● Activity list
**a.** List the bodies of law that the Race + IP ’21 welcome text names in its final sentence.
**b.** Please continue the Race + IP ’21 welcome text from its last sentence.

** Exercise passage follows **

Welcome to Race + IP ’21, race and intellectual property in crisis.
For this, the third conference on Race + IP, the organizers have chosen a theme appropriate to our current moment. Wendy Hui Kyong Chun observes that “crises are not accidental to a culture focused on safety, they are its raison d’être…each crisis is the motor and the end of control systems; each initially singular emergency is carefully saved, analyzed and codified. More profoundly and less obviously, crises and codes are complementary because they are both central to the emergence of what appears to be the antithesis of both automation and codes: user agency. Codes and crises together produce (the illusion of) mythical and mystical sovereign subjects who weld together norm with reality, word with action. Exceptional crises justify states of exception that undo the traditional democratic separation of executive and legislative branches.” Chun is writing about the Internet but four years of living under the Trump Administration make these same lessons painfully clear, as the boundaries between executive, legislative, and judicial blurred into a politics of white nationalist crisis. Crises justified regulation, usually of the nation’s most vulnerable. In the context of intellectual property, this manifested, among other ways, as the monopolization of medicine and vaccines, at the expense of Brown and Black people in the US and Global South. For our purposes at this conference, race and intellectual property in crisis describes both the functioning, or failure of functioning, of copyright, patent, trade secret, unfair competition, and trademark law during times of crisis as well as those bodies of law in crisis of purpose, ethics, and consequences.

** End of Exercise passage **
** Dataset excerpts follows **

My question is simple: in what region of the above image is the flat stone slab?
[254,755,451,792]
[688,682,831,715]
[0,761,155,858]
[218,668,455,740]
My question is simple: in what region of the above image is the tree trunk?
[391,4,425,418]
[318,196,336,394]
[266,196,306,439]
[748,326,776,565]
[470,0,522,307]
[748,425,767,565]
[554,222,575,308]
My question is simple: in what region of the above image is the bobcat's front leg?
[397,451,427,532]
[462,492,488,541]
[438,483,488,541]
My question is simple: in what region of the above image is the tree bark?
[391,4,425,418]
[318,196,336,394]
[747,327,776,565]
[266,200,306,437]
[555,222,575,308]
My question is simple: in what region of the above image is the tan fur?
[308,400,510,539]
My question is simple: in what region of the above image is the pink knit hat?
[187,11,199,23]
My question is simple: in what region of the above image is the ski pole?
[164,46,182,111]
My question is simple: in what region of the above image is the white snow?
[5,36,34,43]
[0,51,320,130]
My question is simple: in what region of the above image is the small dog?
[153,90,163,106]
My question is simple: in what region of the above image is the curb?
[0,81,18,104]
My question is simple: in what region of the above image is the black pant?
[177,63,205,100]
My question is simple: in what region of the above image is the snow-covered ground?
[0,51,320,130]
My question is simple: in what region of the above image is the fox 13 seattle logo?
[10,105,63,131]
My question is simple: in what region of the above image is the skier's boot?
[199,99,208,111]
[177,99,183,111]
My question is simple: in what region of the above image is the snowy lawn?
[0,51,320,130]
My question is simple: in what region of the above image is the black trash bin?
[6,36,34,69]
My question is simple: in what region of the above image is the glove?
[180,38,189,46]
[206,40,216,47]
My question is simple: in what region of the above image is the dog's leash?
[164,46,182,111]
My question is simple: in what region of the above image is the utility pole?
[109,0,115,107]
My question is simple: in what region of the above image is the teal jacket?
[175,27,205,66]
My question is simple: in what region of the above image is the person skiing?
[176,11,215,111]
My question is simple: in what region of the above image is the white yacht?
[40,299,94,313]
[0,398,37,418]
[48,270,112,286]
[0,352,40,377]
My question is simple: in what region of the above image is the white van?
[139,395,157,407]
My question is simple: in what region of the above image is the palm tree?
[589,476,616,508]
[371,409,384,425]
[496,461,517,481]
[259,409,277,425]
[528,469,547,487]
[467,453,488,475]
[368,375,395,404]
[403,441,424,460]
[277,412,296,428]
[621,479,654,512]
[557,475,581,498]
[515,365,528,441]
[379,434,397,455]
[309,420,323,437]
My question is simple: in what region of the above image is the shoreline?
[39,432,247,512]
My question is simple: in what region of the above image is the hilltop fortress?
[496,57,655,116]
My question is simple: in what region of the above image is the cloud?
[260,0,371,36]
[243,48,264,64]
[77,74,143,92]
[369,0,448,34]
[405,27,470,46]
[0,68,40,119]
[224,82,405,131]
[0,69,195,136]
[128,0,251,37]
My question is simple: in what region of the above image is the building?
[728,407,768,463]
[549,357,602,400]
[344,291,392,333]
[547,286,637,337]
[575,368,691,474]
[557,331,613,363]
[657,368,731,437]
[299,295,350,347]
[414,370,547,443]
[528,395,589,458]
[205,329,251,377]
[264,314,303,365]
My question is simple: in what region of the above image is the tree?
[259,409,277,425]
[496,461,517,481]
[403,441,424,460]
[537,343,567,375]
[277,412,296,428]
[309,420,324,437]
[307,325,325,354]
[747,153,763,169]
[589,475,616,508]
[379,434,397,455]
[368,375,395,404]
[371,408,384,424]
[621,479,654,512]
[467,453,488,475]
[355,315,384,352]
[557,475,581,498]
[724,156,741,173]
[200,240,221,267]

** End of Dataset excerpts **

● Your responses
**a.** copyright, patent, trade secret, unfair competition, trademark

**b.**
The goal of the conference is two-fold: 1) to continue the conversations of past conferences around race and intellectual property, with focus on articulating the intersections of those areas and their continuing import and 2) explore the ways that intellectual property and race change in crisis, whether in the time of a pandemic, uprising, recession, or other catastrophe. This year’s speakers will attend to the ways that these crises unfold in intellectual property spaces and also how they are distributed unevenly across populations, in the Global North and Global South. This conference also endeavors to deepen engagement with intersectional identities, specifically the implications of sexism, heterosexism, ableism, classism, and so on in intellectual property. Because of global conditions at the moment, we have chosen an online format. Such a format better serves those who cannot travel or must manage their risk of contracting COVID-19 and offers an opportunity to highlight more scholars, with increasing attentiveness to the work of graduate students, junior faculty, and activists.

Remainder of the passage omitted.